Collected data:
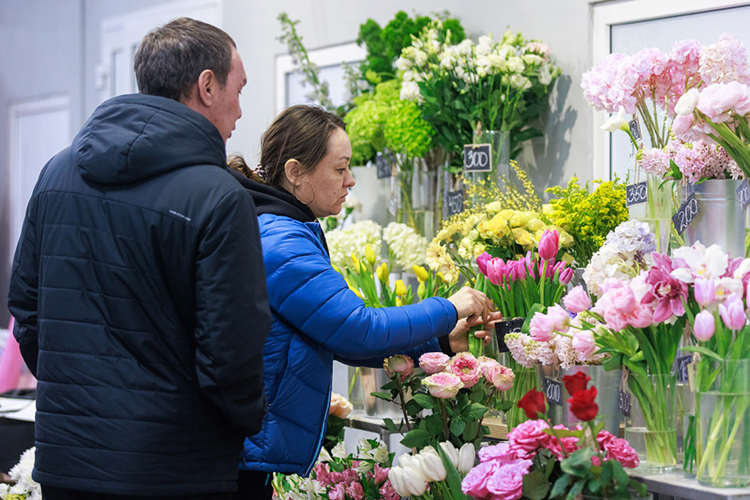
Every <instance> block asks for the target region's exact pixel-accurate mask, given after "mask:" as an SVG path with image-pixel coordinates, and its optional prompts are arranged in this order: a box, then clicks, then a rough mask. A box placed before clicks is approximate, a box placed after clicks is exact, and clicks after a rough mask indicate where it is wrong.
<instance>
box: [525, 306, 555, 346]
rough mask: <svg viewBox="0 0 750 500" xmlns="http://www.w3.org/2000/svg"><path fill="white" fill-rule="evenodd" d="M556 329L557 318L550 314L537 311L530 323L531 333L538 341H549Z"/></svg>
mask: <svg viewBox="0 0 750 500" xmlns="http://www.w3.org/2000/svg"><path fill="white" fill-rule="evenodd" d="M554 330H555V320H554V319H553V318H551V317H550V316H548V315H546V314H543V313H540V312H536V313H534V316H533V317H532V318H531V323H530V324H529V334H530V335H531V339H532V340H535V341H536V342H549V340H550V339H551V338H552V332H553V331H554Z"/></svg>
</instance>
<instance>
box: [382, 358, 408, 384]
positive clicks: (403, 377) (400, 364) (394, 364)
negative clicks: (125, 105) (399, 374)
mask: <svg viewBox="0 0 750 500" xmlns="http://www.w3.org/2000/svg"><path fill="white" fill-rule="evenodd" d="M383 369H384V370H385V374H386V375H388V378H393V375H395V374H396V373H399V374H401V381H402V382H403V381H404V380H406V378H407V377H409V376H410V375H411V374H412V373H414V361H412V359H411V358H410V357H409V356H406V355H405V354H396V355H395V356H391V357H390V358H387V359H386V360H385V361H383Z"/></svg>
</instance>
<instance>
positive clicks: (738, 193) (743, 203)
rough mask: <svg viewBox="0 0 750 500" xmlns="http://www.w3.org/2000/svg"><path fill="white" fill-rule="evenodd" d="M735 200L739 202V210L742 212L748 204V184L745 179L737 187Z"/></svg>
mask: <svg viewBox="0 0 750 500" xmlns="http://www.w3.org/2000/svg"><path fill="white" fill-rule="evenodd" d="M737 201H738V202H739V204H740V210H742V211H743V212H744V211H745V209H746V208H747V206H748V205H750V184H748V182H747V181H743V182H742V184H740V187H738V188H737Z"/></svg>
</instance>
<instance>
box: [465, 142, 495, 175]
mask: <svg viewBox="0 0 750 500" xmlns="http://www.w3.org/2000/svg"><path fill="white" fill-rule="evenodd" d="M491 159H492V144H466V145H465V146H464V172H467V173H473V172H489V171H491V170H492V163H491V161H490V160H491Z"/></svg>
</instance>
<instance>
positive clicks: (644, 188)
mask: <svg viewBox="0 0 750 500" xmlns="http://www.w3.org/2000/svg"><path fill="white" fill-rule="evenodd" d="M647 202H648V183H647V182H639V183H638V184H628V185H627V186H625V206H626V207H631V206H633V205H641V204H643V203H647Z"/></svg>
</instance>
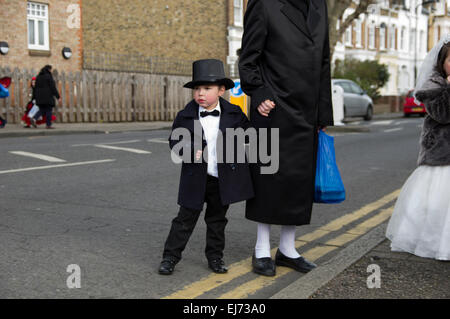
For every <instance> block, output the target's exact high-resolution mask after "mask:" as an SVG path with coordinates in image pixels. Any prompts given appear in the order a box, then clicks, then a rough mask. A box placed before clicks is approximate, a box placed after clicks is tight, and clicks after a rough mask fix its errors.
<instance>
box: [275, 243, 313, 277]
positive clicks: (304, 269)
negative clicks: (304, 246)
mask: <svg viewBox="0 0 450 319" xmlns="http://www.w3.org/2000/svg"><path fill="white" fill-rule="evenodd" d="M275 264H276V265H277V266H284V267H289V268H292V269H294V270H297V271H299V272H302V273H307V272H309V271H311V270H313V269H314V268H316V267H317V265H316V264H314V263H312V262H310V261H308V260H306V259H305V258H304V257H302V256H300V257H298V258H289V257H287V256H285V255H283V253H282V252H281V251H280V250H279V249H278V250H277V253H276V255H275Z"/></svg>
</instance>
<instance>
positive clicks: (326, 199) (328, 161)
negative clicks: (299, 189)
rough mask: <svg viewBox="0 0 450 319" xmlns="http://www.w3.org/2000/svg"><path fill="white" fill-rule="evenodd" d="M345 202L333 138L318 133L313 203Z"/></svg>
mask: <svg viewBox="0 0 450 319" xmlns="http://www.w3.org/2000/svg"><path fill="white" fill-rule="evenodd" d="M344 200H345V188H344V183H342V179H341V174H339V169H338V167H337V164H336V157H335V153H334V137H332V136H330V135H327V134H326V133H324V132H323V131H322V130H320V131H319V146H318V149H317V166H316V184H315V189H314V202H316V203H327V204H335V203H341V202H343V201H344Z"/></svg>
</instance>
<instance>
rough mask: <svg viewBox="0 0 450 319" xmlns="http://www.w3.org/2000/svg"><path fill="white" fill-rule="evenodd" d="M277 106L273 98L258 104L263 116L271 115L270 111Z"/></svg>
mask: <svg viewBox="0 0 450 319" xmlns="http://www.w3.org/2000/svg"><path fill="white" fill-rule="evenodd" d="M274 107H275V103H274V102H273V101H271V100H265V101H264V102H262V103H261V104H260V105H259V106H258V112H259V114H261V115H262V116H269V113H270V111H271V110H272V109H273V108H274Z"/></svg>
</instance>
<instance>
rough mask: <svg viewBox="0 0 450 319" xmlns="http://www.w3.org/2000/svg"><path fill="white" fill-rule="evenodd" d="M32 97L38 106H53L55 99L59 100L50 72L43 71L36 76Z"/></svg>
mask: <svg viewBox="0 0 450 319" xmlns="http://www.w3.org/2000/svg"><path fill="white" fill-rule="evenodd" d="M34 95H35V99H36V104H37V105H38V106H45V105H47V106H52V107H53V106H55V98H57V99H59V93H58V90H57V89H56V85H55V80H54V79H53V76H52V74H51V73H50V72H47V71H43V72H42V73H40V74H39V75H38V76H37V78H36V85H35V88H34Z"/></svg>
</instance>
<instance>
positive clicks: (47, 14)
mask: <svg viewBox="0 0 450 319" xmlns="http://www.w3.org/2000/svg"><path fill="white" fill-rule="evenodd" d="M30 23H32V24H33V27H34V35H33V36H34V43H31V41H30V36H31V34H30V33H31V30H30ZM40 25H41V26H42V38H40V35H39V28H40ZM48 29H49V28H48V5H47V4H43V3H37V2H31V1H28V2H27V43H28V49H30V50H43V51H49V50H50V37H49V31H48ZM40 40H42V42H40Z"/></svg>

Exercise:
Reproduce the data exactly, please, and omit its pictures.

Task result:
Every <instance> block asks for the target region's exact pixel-accurate mask, given after "mask:" as an SVG path with image-pixel coordinates, and its optional prompts are arranged in this order: a box, then clicks, then a rough mask. A box placed before clicks is approximate, a box placed after clicks is exact, and clicks after a rough mask indicate where it is wrong.
<instance>
box: [525, 306, 555, 346]
rough mask: <svg viewBox="0 0 750 500" xmlns="http://www.w3.org/2000/svg"><path fill="white" fill-rule="evenodd" d="M556 329L557 318L550 314L537 311L530 323L531 333L538 341H549Z"/></svg>
mask: <svg viewBox="0 0 750 500" xmlns="http://www.w3.org/2000/svg"><path fill="white" fill-rule="evenodd" d="M554 330H555V320H554V319H553V318H551V317H550V316H548V315H546V314H543V313H540V312H536V313H534V316H533V317H532V318H531V323H530V324H529V334H530V335H531V339H532V340H535V341H536V342H549V340H550V339H551V338H552V332H553V331H554Z"/></svg>
</instance>
<instance>
box: [382, 358, 408, 384]
positive clicks: (403, 377) (400, 364) (394, 364)
negative clicks: (125, 105) (399, 374)
mask: <svg viewBox="0 0 750 500" xmlns="http://www.w3.org/2000/svg"><path fill="white" fill-rule="evenodd" d="M383 369H384V370H385V374H386V375H388V378H393V375H395V374H396V373H399V374H401V381H402V382H403V381H404V380H406V378H407V377H409V376H410V375H411V374H412V373H414V361H412V359H411V358H410V357H409V356H406V355H405V354H396V355H395V356H391V357H390V358H387V359H386V360H385V361H383Z"/></svg>
</instance>
<instance>
positive clicks: (738, 193) (743, 203)
rough mask: <svg viewBox="0 0 750 500" xmlns="http://www.w3.org/2000/svg"><path fill="white" fill-rule="evenodd" d="M735 200L739 202V210L742 212L748 204V184L745 179L737 187Z"/></svg>
mask: <svg viewBox="0 0 750 500" xmlns="http://www.w3.org/2000/svg"><path fill="white" fill-rule="evenodd" d="M737 201H738V202H739V204H740V210H742V211H743V212H744V211H745V209H746V208H747V206H748V205H750V184H748V182H747V181H743V182H742V184H740V187H738V188H737Z"/></svg>
</instance>
<instance>
box: [465, 142, 495, 175]
mask: <svg viewBox="0 0 750 500" xmlns="http://www.w3.org/2000/svg"><path fill="white" fill-rule="evenodd" d="M491 159H492V144H466V145H465V146H464V172H467V173H473V172H489V171H491V170H492V163H491V161H490V160H491Z"/></svg>
</instance>
<instance>
positive clicks: (644, 188)
mask: <svg viewBox="0 0 750 500" xmlns="http://www.w3.org/2000/svg"><path fill="white" fill-rule="evenodd" d="M647 202H648V183H647V182H639V183H638V184H628V185H627V186H625V206H626V207H631V206H633V205H641V204H643V203H647Z"/></svg>
</instance>
For every <instance> block, output the target's exact high-resolution mask after "mask:" as an SVG path with coordinates in image pixels. Any prompts given appear in the order a box, then clicks, then a rough mask. A box placed before clicks is approximate, a box placed after clicks is tight, and clicks after a rough mask fix its errors.
<instance>
box: [275, 243, 313, 277]
positive clicks: (304, 269)
negative clicks: (304, 246)
mask: <svg viewBox="0 0 450 319" xmlns="http://www.w3.org/2000/svg"><path fill="white" fill-rule="evenodd" d="M275 264H276V265H277V266H284V267H289V268H292V269H294V270H297V271H299V272H302V273H307V272H309V271H311V270H313V269H314V268H316V267H317V265H316V264H314V263H312V262H310V261H308V260H306V259H305V258H304V257H302V256H300V257H298V258H289V257H287V256H285V255H283V253H282V252H281V251H280V250H279V249H278V250H277V253H276V255H275Z"/></svg>
</instance>
<instance>
positive clicks: (326, 199) (328, 161)
negative clicks: (299, 189)
rough mask: <svg viewBox="0 0 450 319" xmlns="http://www.w3.org/2000/svg"><path fill="white" fill-rule="evenodd" d="M345 202L333 138L318 133L313 203Z"/></svg>
mask: <svg viewBox="0 0 450 319" xmlns="http://www.w3.org/2000/svg"><path fill="white" fill-rule="evenodd" d="M344 200H345V188H344V183H342V179H341V174H339V169H338V167H337V164H336V157H335V153H334V137H332V136H330V135H327V134H326V133H324V132H323V131H322V130H320V131H319V146H318V149H317V166H316V184H315V189H314V202H316V203H327V204H335V203H341V202H343V201H344Z"/></svg>
</instance>
<instance>
rough mask: <svg viewBox="0 0 450 319" xmlns="http://www.w3.org/2000/svg"><path fill="white" fill-rule="evenodd" d="M277 106L273 98L258 104L263 116L271 115L270 111Z"/></svg>
mask: <svg viewBox="0 0 450 319" xmlns="http://www.w3.org/2000/svg"><path fill="white" fill-rule="evenodd" d="M274 107H275V103H274V102H273V101H271V100H265V101H264V102H262V103H261V104H260V105H259V106H258V112H259V114H261V115H262V116H269V113H270V111H271V110H272V109H273V108H274Z"/></svg>
</instance>
<instance>
rough mask: <svg viewBox="0 0 450 319" xmlns="http://www.w3.org/2000/svg"><path fill="white" fill-rule="evenodd" d="M32 97L38 106H53L55 99L59 100L50 72L43 71L36 76Z"/></svg>
mask: <svg viewBox="0 0 450 319" xmlns="http://www.w3.org/2000/svg"><path fill="white" fill-rule="evenodd" d="M34 95H35V99H36V104H37V105H38V106H45V105H47V106H52V107H53V106H55V98H57V99H59V93H58V90H57V89H56V85H55V80H54V79H53V76H52V74H51V73H50V72H47V71H43V72H42V73H40V74H39V75H38V76H37V78H36V85H35V88H34Z"/></svg>
</instance>
<instance>
positive clicks: (47, 14)
mask: <svg viewBox="0 0 450 319" xmlns="http://www.w3.org/2000/svg"><path fill="white" fill-rule="evenodd" d="M30 23H32V24H33V27H34V35H33V36H34V43H31V41H30V36H31V34H30V33H31V30H30ZM40 25H41V26H42V38H40V35H39V28H40ZM48 29H49V28H48V5H47V4H43V3H37V2H31V1H28V2H27V43H28V49H30V50H43V51H49V50H50V37H49V31H48ZM40 40H42V42H40Z"/></svg>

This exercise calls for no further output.